Задание 1. Посчитайте строки, в которых встречается слово «sofa», с учётом регистра. В ответе дайте только число.

Приведённый фрагмент.
Второе из них представляло известные возможности объективного научного
исследования. Такое исследование могло быть даже необходимо для
обоснования реформистских программ.

Понятие "вульгарная политическая экономия" Маркс тесно связывал с
теорией факторов производства (с пресловутой триадой) и с
апологетической трактовкой доходов - заработной платы, прибыли и ренты -
как естественного порождения и вознаграждения этих факторов, не имеющего
ничего общего с эксплуатацией капиталом наемного труда. Советские
ученые, подготовившие новое издание "Теорий прибавочной стоимости", в
связи с этим поместили части марксовой рукописи, посвященные этой
проблеме, в конце трехтомного издания под заглавием "Доход и его
источники. Вульгарная политическая экономия". Маркс, в частности, пишет:
"Вульгарные экономисты - их надо строго отличать от
экономистов-исследователей, являвшихся предметом нашей критики
(подчеркнуто мной.- А. А),- фактически переводят [на язык политической
экономии] представления, мотивы и т. д. находящихся в плену у
капиталистического производства носителей его, представления и мотивы, в
которых капиталистическое производство отражается лишь в своей
поверхностной видимости". Но при всей решающей важности проблемы доходов
и их источников политическая экономия ею не исчерпывается. Такие
вопросы, как накопление и потребление, кризисы, экономическая роль
государства, стали занимать все более важное место в науке.

Задание 2. Перечислите все виды доходов, названные во фрагменте о вульгарной политической экономии.

Строки данных.
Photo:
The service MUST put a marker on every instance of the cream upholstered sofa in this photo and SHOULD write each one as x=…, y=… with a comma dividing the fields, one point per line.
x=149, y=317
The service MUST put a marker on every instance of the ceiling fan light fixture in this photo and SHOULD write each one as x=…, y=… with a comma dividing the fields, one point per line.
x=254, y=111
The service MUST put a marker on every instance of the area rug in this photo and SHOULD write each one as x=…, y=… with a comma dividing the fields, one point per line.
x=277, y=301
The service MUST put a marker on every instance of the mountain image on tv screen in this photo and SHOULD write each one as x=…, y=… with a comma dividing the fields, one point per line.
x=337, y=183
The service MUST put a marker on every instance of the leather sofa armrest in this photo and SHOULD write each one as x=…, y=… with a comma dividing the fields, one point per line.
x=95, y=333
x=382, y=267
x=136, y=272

==

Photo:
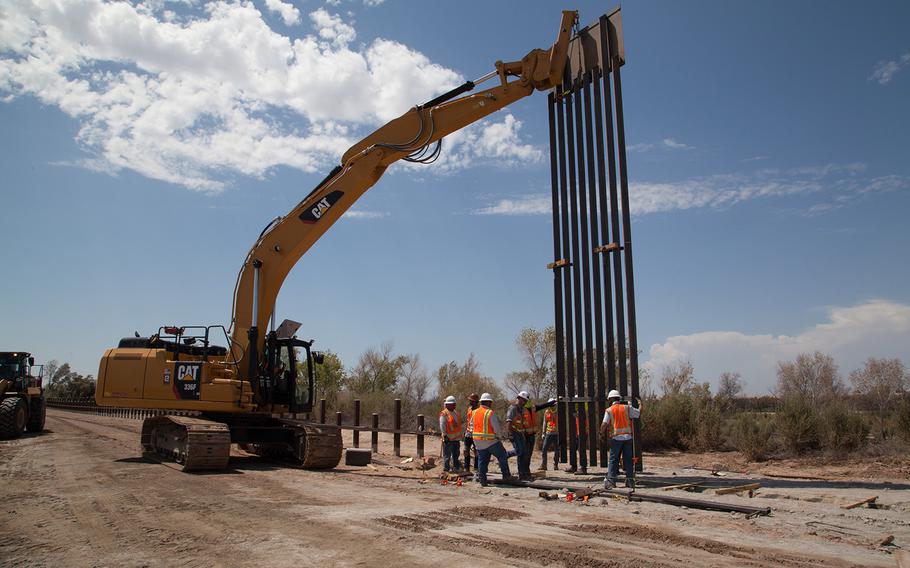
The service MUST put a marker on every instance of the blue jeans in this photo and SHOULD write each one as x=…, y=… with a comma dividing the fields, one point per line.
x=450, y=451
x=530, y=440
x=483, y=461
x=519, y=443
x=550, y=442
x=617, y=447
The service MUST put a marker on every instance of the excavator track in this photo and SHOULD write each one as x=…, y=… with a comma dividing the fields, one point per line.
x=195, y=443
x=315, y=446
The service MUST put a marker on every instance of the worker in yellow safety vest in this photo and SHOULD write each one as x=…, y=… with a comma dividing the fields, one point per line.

Правильный ответ 1. 2

Правильный ответ 2. Заработная плата, прибыль, рента.